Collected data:
*****

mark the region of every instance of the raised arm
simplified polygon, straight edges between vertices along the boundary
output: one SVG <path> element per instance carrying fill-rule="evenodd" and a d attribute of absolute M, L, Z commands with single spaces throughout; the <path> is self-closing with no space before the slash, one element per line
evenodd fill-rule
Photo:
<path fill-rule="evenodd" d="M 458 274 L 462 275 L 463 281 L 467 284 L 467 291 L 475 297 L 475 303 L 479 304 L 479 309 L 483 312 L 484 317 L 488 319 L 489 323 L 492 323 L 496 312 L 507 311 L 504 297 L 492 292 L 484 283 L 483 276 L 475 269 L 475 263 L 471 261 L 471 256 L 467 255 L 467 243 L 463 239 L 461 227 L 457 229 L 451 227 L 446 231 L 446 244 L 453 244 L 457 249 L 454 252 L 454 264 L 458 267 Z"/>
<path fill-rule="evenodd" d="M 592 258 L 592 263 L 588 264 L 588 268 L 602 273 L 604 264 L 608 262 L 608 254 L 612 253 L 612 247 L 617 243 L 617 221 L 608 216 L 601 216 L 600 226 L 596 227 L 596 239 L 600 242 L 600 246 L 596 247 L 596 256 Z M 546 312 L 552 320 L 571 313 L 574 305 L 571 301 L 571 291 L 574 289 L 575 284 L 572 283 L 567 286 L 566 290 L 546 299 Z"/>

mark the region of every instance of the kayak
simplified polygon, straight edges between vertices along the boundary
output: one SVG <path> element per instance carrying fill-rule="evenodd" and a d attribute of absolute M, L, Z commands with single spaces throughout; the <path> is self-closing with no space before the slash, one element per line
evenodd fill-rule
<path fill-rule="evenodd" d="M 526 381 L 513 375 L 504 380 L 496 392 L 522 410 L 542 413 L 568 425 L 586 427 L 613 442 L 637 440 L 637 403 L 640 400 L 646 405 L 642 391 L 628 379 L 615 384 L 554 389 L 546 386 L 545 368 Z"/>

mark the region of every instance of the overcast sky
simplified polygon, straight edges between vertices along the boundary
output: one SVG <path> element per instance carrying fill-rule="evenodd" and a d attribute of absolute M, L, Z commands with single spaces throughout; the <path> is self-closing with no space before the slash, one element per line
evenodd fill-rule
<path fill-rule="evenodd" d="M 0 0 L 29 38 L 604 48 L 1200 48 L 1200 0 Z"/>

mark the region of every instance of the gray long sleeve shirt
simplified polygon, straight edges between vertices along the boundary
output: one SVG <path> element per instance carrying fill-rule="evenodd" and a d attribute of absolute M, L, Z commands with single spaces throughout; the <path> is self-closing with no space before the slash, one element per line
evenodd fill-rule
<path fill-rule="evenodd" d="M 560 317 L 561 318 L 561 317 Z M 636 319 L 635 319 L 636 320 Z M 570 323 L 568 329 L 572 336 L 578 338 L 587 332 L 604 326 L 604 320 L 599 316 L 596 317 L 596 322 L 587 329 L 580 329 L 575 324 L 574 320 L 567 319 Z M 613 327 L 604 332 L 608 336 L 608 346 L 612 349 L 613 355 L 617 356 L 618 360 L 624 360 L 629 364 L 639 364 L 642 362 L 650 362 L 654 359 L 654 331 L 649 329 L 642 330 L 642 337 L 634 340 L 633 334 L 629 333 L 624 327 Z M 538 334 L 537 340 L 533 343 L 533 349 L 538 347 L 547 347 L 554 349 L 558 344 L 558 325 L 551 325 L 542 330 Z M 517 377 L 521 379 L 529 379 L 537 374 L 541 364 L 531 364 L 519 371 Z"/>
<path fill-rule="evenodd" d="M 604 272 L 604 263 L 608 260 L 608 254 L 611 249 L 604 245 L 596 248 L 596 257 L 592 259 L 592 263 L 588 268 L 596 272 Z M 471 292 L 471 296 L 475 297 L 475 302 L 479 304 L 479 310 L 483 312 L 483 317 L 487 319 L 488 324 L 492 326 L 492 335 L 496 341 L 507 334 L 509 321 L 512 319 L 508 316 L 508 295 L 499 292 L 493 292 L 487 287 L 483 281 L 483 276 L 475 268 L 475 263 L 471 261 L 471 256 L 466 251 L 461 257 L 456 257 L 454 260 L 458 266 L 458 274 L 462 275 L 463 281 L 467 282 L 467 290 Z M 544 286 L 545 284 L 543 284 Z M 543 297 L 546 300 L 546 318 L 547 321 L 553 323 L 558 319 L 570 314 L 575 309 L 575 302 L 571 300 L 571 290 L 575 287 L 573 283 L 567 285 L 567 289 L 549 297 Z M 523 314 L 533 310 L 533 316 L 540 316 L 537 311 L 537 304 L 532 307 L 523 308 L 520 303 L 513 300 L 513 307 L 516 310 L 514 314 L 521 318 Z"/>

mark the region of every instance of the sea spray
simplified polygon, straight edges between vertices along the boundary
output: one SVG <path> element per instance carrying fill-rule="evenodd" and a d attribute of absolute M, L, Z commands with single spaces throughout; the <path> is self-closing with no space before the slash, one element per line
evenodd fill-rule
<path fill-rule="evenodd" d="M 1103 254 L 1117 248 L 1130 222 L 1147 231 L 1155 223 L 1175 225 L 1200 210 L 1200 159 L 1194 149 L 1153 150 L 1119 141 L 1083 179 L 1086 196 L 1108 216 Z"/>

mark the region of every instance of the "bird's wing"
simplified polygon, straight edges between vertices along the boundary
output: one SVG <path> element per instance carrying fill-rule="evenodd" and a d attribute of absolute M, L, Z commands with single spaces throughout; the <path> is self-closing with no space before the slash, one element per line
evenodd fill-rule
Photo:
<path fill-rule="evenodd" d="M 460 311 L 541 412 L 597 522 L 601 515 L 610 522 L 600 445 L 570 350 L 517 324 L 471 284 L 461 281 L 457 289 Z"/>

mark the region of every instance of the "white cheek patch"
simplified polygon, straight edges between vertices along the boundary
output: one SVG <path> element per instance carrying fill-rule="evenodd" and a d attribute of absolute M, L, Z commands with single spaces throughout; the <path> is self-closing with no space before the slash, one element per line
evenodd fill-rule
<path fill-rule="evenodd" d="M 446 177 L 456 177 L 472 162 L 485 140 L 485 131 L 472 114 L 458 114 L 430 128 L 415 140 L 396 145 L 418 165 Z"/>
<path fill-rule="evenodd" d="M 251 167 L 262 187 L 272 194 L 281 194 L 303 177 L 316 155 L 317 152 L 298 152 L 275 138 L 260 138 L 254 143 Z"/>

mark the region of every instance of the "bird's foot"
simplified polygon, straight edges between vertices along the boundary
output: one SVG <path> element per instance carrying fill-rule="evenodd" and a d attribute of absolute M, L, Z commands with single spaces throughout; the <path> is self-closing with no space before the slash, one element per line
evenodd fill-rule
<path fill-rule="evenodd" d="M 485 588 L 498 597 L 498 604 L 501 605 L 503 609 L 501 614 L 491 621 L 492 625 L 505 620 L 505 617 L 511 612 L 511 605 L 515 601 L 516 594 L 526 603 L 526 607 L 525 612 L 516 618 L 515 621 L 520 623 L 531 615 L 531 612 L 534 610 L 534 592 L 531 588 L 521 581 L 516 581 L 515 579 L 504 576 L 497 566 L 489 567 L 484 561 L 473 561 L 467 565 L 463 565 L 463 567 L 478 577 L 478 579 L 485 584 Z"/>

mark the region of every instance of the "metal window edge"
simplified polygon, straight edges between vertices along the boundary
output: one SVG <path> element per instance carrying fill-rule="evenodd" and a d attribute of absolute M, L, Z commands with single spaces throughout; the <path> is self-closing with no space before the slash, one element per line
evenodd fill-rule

*****

EXERCISE:
Once a line of the records is found to contain "region", copy it out.

RESULT FOR THIS EXERCISE:
mark the region of every instance of the raised arm
mark the region of every instance of the kayak
mark the region of every instance of the overcast sky
mark the region of every instance of the gray long sleeve shirt
mark the region of every instance of the sea spray
mark the region of every instance of the "bird's wing"
mark the region of every instance of the "white cheek patch"
mark the region of every instance of the "bird's foot"
mark the region of every instance of the "metal window edge"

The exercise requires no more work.